/---
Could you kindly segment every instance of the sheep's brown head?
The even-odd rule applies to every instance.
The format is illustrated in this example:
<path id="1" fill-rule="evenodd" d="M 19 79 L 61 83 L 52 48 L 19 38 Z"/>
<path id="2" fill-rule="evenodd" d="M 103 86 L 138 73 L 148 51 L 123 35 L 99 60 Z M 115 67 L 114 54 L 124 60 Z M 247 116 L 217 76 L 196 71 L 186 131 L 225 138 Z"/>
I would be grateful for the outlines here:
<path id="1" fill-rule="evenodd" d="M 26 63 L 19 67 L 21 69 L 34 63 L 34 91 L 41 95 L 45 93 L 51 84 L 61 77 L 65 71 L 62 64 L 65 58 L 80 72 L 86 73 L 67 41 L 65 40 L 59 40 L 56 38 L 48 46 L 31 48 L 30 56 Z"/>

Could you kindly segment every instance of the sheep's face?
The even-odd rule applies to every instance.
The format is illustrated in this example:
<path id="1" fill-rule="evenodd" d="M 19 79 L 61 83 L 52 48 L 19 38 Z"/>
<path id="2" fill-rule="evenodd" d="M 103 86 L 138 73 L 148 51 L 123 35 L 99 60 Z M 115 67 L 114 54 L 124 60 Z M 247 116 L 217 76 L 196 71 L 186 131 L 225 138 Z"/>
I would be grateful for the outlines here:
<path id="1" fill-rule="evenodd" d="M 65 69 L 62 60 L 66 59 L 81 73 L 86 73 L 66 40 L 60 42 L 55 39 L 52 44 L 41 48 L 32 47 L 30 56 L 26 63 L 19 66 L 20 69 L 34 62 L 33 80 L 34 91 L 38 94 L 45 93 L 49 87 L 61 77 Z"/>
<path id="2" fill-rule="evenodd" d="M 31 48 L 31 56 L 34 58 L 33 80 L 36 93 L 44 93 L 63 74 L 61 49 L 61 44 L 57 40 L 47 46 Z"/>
\---
EXERCISE TASK:
Copy every one of the lines above word for word, changing no character.

CORRECT ANSWER:
Could you kindly segment every instance of the sheep's brown head?
The even-odd rule applies to every instance.
The format is illustrated in this example:
<path id="1" fill-rule="evenodd" d="M 19 79 L 61 83 L 52 48 L 19 38 Z"/>
<path id="2" fill-rule="evenodd" d="M 103 86 L 138 73 L 148 51 L 123 35 L 99 60 Z M 115 67 L 114 54 L 124 60 Z M 247 116 L 217 76 L 196 71 L 186 131 L 225 138 Z"/>
I would be grateful for the outlines here:
<path id="1" fill-rule="evenodd" d="M 26 63 L 19 67 L 21 69 L 34 63 L 34 91 L 41 95 L 45 93 L 51 84 L 61 77 L 65 71 L 62 64 L 65 58 L 80 72 L 86 73 L 67 41 L 65 40 L 59 40 L 56 38 L 48 46 L 31 48 L 30 56 Z"/>

Could you kindly segment every instance of the sheep's face?
The even-odd rule applies to every instance.
The format is illustrated in this example:
<path id="1" fill-rule="evenodd" d="M 19 79 L 61 83 L 52 48 L 19 38 Z"/>
<path id="2" fill-rule="evenodd" d="M 103 86 L 138 73 L 148 51 L 123 35 L 99 60 Z M 115 67 L 114 54 L 124 60 Z M 247 116 L 217 76 L 196 71 L 186 131 L 225 138 Z"/>
I would be grateful for the outlines here:
<path id="1" fill-rule="evenodd" d="M 65 69 L 62 60 L 66 59 L 81 73 L 86 73 L 66 40 L 60 42 L 55 39 L 52 44 L 41 48 L 32 47 L 30 56 L 26 63 L 19 66 L 20 69 L 34 62 L 33 80 L 34 91 L 38 94 L 45 93 L 49 87 L 61 77 Z"/>
<path id="2" fill-rule="evenodd" d="M 31 48 L 31 56 L 34 58 L 33 80 L 36 93 L 44 93 L 63 74 L 61 49 L 61 44 L 57 40 L 47 46 Z"/>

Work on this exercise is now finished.